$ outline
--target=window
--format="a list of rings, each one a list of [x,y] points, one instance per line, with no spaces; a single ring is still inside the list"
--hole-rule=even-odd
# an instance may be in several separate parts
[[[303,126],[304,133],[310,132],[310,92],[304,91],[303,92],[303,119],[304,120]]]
────
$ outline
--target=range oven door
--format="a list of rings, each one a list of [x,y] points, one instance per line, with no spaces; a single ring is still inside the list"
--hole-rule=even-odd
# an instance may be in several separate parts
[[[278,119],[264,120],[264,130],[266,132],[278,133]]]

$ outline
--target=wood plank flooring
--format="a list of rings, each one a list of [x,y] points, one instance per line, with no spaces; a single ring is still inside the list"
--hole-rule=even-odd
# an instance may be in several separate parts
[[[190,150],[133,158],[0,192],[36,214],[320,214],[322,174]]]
────
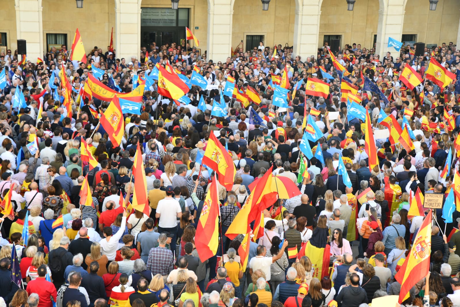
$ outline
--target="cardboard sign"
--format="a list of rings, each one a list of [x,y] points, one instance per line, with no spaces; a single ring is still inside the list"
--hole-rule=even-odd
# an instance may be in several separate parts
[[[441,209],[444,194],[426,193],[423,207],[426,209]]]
────
Filter the data above, keeping every line that contains the string "target" and dropping all others.

--target=window
--target=range oven door
--target=wood plank flooring
--target="cardboard sign"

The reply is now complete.